### Given exercise:
Tally the lines in the data below that contain the string "pink", with case counting, and reply with only that number.

Recorded data:
--------------------------------

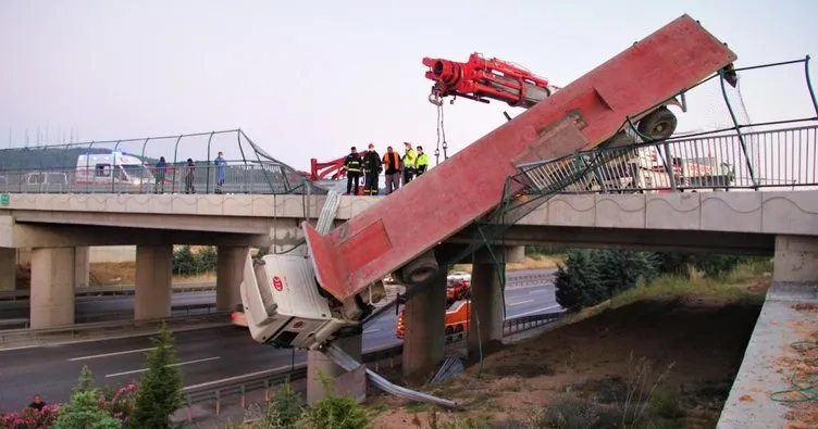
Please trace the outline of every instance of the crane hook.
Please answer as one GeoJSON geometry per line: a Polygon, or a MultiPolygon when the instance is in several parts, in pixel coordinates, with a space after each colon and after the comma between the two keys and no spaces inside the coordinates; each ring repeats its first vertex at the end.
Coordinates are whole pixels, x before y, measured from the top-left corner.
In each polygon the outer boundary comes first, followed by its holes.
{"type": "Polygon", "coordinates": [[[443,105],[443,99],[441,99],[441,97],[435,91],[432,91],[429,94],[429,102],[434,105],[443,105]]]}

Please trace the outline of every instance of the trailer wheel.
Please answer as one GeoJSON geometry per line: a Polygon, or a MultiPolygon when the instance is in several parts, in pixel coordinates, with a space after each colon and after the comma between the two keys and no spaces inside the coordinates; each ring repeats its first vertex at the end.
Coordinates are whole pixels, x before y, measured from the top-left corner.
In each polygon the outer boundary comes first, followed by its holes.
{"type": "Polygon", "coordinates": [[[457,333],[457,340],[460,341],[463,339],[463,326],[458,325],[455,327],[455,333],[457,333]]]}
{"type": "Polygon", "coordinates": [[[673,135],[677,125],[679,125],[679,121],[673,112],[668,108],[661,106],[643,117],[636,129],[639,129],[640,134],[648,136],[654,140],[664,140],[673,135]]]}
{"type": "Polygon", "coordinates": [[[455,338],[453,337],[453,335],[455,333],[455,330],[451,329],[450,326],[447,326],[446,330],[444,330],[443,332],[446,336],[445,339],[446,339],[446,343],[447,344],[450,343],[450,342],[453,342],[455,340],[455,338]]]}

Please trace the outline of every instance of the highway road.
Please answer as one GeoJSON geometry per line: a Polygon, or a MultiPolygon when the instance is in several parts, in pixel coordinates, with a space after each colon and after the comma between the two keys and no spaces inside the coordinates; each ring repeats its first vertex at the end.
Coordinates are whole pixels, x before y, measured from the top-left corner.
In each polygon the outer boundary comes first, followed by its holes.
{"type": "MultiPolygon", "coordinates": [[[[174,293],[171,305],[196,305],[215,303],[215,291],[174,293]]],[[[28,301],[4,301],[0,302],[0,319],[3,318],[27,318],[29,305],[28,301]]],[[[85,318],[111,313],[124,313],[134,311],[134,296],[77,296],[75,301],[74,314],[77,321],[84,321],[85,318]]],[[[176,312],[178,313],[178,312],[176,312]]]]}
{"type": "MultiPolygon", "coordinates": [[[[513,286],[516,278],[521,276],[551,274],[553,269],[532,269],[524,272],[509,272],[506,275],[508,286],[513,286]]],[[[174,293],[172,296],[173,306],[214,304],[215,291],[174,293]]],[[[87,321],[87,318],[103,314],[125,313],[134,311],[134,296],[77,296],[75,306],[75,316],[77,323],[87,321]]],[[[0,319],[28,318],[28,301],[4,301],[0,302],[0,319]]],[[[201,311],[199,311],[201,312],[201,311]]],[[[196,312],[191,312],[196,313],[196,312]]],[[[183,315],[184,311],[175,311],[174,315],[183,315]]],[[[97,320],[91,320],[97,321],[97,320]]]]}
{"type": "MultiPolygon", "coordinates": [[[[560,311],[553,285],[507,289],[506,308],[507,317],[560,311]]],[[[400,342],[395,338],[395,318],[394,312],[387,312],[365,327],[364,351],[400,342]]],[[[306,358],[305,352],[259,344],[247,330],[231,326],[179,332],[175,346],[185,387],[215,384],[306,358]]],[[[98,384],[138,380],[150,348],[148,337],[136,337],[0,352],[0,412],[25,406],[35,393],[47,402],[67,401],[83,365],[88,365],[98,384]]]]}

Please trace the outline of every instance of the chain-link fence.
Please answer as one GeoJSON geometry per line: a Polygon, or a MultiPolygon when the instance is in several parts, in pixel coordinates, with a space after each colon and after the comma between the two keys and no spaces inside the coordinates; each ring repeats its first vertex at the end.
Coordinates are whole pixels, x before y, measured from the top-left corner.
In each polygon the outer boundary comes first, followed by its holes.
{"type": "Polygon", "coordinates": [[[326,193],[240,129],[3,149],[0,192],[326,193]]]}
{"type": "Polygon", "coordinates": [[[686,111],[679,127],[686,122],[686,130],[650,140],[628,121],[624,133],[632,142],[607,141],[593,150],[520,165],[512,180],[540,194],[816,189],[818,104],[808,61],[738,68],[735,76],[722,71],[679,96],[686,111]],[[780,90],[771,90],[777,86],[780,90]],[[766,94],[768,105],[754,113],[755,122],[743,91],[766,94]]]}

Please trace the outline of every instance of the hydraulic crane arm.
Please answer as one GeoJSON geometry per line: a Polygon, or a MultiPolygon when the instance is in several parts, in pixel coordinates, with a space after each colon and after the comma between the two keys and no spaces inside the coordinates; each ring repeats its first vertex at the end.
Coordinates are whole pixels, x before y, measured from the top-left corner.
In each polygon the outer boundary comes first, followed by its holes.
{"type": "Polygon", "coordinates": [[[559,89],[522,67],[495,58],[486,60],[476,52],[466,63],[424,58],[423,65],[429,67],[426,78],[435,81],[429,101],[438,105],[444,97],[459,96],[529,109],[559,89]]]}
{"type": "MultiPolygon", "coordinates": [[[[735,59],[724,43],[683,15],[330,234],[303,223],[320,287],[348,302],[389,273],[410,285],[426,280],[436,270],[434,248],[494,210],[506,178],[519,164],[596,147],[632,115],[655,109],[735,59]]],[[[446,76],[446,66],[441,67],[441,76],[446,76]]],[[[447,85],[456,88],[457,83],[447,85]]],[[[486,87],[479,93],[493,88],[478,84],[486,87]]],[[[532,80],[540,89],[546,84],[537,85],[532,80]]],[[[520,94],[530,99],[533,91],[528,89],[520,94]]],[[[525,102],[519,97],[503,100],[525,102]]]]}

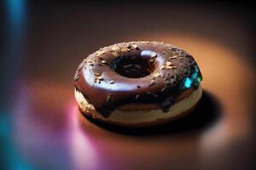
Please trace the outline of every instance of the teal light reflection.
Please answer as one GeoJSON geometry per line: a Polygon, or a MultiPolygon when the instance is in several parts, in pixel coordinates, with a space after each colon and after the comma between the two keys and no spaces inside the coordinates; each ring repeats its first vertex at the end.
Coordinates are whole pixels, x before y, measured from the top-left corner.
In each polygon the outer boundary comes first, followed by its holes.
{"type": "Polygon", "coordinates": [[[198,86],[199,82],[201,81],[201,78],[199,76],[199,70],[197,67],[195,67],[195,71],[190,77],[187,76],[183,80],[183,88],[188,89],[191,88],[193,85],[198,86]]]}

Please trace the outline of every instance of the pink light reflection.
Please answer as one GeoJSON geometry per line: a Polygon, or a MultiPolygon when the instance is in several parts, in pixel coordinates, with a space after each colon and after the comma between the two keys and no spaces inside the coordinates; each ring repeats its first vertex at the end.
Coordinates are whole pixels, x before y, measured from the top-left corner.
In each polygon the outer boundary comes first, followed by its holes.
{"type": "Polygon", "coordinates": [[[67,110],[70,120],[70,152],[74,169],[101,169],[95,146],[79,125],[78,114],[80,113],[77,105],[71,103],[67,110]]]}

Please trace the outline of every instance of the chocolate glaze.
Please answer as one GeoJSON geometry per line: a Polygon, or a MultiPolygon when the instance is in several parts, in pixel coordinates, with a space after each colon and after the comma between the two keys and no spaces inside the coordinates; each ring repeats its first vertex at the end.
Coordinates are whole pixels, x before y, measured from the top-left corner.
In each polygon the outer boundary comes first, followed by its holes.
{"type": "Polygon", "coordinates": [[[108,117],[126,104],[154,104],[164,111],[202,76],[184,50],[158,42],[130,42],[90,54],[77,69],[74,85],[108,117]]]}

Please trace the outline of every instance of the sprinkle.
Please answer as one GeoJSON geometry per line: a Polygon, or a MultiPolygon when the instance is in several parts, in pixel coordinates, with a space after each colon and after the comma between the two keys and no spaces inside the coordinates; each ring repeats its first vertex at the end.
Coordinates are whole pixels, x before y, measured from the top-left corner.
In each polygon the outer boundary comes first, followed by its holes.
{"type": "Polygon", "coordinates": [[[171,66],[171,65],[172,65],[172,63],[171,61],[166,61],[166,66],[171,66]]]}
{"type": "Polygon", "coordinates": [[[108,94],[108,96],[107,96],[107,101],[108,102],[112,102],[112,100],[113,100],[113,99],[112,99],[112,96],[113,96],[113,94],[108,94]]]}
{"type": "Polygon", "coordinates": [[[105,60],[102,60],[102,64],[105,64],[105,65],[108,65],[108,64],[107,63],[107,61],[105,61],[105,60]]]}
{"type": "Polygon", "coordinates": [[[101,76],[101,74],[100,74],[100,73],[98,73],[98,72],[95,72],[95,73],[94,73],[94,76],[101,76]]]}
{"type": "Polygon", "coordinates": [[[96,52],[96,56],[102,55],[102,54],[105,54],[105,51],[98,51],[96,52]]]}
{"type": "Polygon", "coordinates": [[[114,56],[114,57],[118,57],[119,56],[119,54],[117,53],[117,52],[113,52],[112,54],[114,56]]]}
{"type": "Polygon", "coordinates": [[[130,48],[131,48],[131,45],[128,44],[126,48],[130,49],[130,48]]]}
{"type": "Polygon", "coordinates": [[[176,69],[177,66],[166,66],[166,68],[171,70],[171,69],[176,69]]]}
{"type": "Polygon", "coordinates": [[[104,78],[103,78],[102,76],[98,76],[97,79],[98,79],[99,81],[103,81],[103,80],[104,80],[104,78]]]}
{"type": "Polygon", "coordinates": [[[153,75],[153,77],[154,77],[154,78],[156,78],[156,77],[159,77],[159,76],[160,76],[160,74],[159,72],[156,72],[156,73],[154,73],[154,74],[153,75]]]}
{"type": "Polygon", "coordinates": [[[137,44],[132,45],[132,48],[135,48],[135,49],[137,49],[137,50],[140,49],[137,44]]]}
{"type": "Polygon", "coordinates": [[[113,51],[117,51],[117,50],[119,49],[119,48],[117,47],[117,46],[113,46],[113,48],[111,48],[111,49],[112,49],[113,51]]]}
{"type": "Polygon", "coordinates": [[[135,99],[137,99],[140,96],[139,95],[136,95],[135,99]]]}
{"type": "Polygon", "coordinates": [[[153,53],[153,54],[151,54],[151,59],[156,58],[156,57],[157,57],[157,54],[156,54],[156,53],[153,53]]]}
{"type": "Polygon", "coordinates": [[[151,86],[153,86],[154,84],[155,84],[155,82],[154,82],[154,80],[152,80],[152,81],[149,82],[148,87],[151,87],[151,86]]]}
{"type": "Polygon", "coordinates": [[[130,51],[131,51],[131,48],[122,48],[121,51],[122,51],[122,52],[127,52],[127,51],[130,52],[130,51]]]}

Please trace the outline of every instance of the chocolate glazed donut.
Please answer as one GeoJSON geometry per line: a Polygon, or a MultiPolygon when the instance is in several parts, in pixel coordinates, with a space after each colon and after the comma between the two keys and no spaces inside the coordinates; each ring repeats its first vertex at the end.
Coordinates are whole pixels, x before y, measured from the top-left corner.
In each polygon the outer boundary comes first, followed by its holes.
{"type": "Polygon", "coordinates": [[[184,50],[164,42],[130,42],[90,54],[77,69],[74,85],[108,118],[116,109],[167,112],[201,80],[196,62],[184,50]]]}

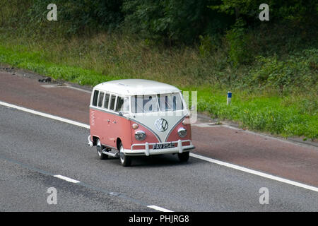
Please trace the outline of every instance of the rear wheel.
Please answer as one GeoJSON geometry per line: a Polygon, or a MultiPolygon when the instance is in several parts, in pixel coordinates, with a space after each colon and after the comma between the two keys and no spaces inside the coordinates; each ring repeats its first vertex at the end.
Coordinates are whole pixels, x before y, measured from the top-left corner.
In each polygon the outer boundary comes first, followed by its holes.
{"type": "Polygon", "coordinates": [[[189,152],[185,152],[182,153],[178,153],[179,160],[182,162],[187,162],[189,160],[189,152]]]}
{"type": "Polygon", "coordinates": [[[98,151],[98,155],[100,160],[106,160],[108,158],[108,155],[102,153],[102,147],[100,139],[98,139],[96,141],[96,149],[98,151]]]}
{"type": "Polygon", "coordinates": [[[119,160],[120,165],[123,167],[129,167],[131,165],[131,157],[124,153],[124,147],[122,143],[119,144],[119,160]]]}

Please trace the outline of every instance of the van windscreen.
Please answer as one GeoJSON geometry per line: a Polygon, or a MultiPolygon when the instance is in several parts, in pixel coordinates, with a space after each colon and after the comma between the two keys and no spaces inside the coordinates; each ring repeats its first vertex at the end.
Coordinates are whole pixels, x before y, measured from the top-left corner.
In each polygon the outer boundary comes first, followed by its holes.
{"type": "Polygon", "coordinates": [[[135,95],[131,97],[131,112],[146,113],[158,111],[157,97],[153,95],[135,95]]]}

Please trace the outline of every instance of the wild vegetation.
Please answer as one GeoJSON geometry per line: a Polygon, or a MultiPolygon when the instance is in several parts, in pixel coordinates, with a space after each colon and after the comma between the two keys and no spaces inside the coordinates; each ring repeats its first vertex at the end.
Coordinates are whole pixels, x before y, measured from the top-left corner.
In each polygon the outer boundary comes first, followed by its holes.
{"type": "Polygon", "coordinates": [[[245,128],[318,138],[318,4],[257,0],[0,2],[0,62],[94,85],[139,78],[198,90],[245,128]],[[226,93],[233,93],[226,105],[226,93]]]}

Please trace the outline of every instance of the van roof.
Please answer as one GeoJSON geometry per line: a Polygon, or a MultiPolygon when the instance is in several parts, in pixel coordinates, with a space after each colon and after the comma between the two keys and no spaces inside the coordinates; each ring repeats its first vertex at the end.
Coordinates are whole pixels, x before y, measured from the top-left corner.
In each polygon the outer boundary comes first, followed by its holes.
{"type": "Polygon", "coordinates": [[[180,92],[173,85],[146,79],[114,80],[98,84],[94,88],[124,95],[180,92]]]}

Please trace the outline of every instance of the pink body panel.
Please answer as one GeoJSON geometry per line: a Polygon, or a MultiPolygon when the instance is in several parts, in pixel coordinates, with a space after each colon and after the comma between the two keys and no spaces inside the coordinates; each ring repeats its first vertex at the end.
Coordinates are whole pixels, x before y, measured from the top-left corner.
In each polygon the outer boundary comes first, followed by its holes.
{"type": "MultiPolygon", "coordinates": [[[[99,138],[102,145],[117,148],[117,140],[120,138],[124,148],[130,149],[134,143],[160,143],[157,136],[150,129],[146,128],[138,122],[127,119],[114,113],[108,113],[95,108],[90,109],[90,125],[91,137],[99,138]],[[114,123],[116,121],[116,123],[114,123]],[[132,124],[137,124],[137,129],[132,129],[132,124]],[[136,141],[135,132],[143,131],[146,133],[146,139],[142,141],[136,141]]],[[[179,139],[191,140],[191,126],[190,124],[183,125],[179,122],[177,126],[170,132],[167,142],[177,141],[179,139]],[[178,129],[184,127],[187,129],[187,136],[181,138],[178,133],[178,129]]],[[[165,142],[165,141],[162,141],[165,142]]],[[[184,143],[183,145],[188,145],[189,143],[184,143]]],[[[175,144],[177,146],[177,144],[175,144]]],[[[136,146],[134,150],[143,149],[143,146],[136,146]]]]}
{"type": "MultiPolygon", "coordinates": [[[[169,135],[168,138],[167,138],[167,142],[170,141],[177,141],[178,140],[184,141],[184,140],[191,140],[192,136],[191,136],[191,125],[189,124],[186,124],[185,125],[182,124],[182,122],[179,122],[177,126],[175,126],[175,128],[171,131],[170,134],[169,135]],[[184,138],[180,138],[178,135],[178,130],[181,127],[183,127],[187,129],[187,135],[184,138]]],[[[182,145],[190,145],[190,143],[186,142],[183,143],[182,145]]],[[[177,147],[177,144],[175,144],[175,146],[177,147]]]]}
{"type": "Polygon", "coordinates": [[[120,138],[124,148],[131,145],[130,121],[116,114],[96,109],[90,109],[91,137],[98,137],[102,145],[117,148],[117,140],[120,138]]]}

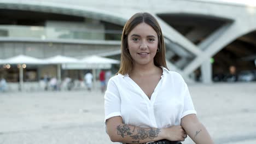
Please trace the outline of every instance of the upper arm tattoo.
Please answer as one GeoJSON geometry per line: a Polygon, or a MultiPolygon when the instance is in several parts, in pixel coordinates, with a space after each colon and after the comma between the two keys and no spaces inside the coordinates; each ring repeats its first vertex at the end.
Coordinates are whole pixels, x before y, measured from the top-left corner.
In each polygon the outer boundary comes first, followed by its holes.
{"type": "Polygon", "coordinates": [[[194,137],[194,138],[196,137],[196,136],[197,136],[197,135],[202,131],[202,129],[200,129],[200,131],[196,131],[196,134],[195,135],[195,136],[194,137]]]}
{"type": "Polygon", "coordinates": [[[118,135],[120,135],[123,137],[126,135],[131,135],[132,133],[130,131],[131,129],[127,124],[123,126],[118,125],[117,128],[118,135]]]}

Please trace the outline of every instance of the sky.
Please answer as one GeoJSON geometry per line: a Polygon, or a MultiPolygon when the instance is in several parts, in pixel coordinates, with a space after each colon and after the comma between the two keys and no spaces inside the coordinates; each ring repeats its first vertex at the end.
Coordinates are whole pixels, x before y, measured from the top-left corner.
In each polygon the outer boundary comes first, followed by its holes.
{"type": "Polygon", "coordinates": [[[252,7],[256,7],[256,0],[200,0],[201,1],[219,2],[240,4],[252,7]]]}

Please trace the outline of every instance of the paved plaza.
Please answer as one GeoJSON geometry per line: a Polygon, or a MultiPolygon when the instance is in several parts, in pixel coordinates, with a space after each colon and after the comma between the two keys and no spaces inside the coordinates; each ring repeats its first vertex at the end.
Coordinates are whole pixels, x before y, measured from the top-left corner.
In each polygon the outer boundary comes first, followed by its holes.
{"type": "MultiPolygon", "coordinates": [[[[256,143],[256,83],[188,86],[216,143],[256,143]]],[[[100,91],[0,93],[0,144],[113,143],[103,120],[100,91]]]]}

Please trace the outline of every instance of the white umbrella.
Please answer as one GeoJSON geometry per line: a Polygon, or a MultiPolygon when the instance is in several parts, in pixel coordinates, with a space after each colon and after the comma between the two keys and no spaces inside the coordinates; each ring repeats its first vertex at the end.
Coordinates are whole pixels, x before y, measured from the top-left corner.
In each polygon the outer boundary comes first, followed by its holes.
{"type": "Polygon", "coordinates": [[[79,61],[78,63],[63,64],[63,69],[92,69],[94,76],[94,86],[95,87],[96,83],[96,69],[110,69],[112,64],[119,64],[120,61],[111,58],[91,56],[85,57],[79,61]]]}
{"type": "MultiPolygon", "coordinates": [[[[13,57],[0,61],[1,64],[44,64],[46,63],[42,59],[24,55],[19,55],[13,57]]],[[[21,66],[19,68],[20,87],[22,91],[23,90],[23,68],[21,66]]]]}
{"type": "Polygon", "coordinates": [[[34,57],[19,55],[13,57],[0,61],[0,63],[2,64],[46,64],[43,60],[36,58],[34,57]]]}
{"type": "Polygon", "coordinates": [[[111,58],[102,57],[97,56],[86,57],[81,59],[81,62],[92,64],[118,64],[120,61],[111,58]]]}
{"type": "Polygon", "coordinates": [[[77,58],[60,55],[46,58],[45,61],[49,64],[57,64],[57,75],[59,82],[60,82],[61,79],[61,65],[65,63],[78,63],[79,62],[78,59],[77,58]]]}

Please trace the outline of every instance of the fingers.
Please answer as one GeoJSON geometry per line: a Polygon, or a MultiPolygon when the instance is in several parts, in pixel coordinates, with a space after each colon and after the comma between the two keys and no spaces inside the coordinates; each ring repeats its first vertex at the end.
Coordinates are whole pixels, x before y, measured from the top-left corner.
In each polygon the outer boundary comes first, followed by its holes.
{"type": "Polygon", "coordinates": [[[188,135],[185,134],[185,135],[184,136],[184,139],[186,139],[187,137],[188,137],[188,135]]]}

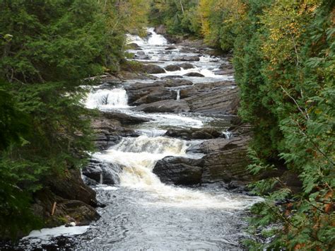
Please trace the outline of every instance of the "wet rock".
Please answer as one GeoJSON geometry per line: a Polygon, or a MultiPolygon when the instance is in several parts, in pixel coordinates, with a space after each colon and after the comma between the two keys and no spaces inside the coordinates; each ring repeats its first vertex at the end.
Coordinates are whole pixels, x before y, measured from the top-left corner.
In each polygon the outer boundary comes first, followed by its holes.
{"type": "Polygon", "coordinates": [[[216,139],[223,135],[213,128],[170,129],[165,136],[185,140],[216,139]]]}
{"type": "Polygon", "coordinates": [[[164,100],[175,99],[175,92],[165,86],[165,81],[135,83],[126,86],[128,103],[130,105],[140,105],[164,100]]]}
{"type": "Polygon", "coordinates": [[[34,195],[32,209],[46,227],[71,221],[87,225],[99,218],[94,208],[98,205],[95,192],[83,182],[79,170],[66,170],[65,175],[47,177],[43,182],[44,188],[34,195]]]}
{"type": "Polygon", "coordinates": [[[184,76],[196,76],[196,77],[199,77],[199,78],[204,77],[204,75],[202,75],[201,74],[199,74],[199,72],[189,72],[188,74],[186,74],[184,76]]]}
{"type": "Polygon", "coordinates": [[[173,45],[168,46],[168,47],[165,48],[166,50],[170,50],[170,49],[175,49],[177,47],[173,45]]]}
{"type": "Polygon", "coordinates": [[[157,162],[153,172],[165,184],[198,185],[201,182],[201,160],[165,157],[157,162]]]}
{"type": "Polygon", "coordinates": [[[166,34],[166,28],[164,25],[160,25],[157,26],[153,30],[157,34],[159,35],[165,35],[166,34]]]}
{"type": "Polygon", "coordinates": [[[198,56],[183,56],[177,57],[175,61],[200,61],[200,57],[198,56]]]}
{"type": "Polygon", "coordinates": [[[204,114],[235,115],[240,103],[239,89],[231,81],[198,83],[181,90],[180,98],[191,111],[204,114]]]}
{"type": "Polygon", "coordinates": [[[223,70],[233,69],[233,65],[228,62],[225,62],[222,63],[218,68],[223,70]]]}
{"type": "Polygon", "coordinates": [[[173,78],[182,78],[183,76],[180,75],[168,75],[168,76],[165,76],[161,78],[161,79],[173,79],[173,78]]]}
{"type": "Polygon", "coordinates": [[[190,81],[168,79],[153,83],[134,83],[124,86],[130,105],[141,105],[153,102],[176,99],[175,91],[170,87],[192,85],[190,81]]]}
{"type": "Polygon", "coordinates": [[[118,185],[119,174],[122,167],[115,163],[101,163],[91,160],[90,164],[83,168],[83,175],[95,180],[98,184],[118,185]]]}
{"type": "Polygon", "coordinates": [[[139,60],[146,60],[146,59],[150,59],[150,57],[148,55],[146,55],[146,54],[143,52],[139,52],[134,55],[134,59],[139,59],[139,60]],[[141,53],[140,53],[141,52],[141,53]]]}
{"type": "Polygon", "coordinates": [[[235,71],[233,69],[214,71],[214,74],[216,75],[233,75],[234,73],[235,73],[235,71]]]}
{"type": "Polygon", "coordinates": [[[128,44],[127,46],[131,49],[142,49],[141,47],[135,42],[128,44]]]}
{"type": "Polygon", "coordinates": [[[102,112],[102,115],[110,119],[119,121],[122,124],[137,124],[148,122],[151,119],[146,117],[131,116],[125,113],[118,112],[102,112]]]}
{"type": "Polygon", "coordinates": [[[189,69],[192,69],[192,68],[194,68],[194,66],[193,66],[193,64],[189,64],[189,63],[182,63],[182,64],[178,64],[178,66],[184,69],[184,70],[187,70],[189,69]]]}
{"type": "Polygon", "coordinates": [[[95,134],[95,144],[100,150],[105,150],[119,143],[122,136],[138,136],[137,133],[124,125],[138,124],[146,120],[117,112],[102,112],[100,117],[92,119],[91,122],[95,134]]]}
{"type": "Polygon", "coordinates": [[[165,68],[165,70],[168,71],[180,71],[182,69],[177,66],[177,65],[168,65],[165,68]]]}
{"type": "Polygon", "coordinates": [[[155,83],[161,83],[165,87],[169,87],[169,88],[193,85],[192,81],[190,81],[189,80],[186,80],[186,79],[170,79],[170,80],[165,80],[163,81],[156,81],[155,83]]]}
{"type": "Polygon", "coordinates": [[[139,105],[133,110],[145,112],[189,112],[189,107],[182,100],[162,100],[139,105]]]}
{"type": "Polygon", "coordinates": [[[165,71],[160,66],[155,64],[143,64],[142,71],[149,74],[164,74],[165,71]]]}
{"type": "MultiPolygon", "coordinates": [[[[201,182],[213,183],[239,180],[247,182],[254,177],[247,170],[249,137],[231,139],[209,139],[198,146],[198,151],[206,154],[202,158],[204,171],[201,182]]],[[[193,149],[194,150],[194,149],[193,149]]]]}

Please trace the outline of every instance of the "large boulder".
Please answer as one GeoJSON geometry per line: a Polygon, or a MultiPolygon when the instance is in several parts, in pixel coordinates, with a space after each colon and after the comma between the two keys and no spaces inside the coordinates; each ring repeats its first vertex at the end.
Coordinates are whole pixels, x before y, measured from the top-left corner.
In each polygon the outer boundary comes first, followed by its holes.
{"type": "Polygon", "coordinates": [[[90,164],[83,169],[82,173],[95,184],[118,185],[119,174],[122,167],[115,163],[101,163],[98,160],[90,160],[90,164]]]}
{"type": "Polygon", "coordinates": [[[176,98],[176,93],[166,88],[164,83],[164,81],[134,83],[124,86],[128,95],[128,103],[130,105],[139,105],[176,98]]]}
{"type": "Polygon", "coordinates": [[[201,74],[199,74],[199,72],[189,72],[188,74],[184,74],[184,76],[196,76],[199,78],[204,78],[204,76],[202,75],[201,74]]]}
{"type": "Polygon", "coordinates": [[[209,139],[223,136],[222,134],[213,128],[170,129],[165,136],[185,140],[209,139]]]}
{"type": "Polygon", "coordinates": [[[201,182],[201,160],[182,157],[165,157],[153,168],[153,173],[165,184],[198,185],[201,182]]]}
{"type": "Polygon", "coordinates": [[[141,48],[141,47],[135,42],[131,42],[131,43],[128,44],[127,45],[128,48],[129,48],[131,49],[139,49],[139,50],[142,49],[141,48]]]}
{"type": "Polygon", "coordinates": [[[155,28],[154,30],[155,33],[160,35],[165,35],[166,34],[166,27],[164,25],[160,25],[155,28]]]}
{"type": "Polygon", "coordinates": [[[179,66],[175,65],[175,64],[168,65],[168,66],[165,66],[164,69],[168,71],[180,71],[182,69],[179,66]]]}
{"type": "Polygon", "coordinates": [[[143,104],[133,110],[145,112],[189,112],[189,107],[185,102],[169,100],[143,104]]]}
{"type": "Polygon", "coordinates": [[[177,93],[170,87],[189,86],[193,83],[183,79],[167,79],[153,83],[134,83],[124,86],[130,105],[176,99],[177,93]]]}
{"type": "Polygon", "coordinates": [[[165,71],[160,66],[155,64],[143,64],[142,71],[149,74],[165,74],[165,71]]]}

--------------------------------

### Exercise output:
2